* Task prompt *
Reproduce the records starting with the line that contains "the water splash." and going on through the line that contains "(1058, 573)", requests included, with every point coordinate in the answers scaled by 2.35 and rounded to a whole number, halves rounded up. Give only those lines and leave every number in the requests unchanged.

* Records for the exercise *

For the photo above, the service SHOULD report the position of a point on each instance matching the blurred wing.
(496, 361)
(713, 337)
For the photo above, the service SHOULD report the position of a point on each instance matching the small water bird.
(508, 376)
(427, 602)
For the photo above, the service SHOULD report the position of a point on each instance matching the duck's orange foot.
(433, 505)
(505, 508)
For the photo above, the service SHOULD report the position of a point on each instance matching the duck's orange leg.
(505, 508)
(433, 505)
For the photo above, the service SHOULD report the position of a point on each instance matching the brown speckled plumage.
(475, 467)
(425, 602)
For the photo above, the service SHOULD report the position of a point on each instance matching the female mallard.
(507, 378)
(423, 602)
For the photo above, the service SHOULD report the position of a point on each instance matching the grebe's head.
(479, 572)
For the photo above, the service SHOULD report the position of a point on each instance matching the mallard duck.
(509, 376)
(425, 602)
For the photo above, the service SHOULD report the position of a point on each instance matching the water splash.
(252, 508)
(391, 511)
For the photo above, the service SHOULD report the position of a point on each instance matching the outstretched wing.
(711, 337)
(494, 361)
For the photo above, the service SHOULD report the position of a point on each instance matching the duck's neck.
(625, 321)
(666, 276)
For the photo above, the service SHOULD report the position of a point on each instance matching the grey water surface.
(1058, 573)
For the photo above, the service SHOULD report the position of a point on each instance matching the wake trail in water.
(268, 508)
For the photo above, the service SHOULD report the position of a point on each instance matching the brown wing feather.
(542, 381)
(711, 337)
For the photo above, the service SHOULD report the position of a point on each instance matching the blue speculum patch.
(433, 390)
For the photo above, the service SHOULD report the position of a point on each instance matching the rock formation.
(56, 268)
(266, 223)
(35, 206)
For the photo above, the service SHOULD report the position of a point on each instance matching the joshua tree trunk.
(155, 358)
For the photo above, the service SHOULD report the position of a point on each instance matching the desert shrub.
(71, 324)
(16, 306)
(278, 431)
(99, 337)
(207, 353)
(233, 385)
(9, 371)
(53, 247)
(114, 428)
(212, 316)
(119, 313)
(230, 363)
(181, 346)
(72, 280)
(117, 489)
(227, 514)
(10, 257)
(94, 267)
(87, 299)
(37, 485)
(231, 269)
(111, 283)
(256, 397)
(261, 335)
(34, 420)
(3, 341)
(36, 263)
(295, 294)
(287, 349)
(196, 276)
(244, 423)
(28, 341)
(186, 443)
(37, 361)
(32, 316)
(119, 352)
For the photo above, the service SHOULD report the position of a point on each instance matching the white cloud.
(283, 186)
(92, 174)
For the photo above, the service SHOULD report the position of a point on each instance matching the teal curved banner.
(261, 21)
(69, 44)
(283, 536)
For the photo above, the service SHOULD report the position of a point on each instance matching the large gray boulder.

* Exercise output *
For the photo above, the service SHOULD report the position of a point on each instance matching the water splash.
(592, 1194)
(919, 1201)
For the photo above, the service SHOULD report the position of a point on each instance matching the outstretched wing.
(1671, 792)
(1161, 848)
For the photo above, the service SHOULD report the position of a point on each instance matching the duck's neck.
(1469, 754)
(1565, 649)
For the photo above, the service SHOULD report the position of a point on each instance matching the grey water surface.
(2486, 1347)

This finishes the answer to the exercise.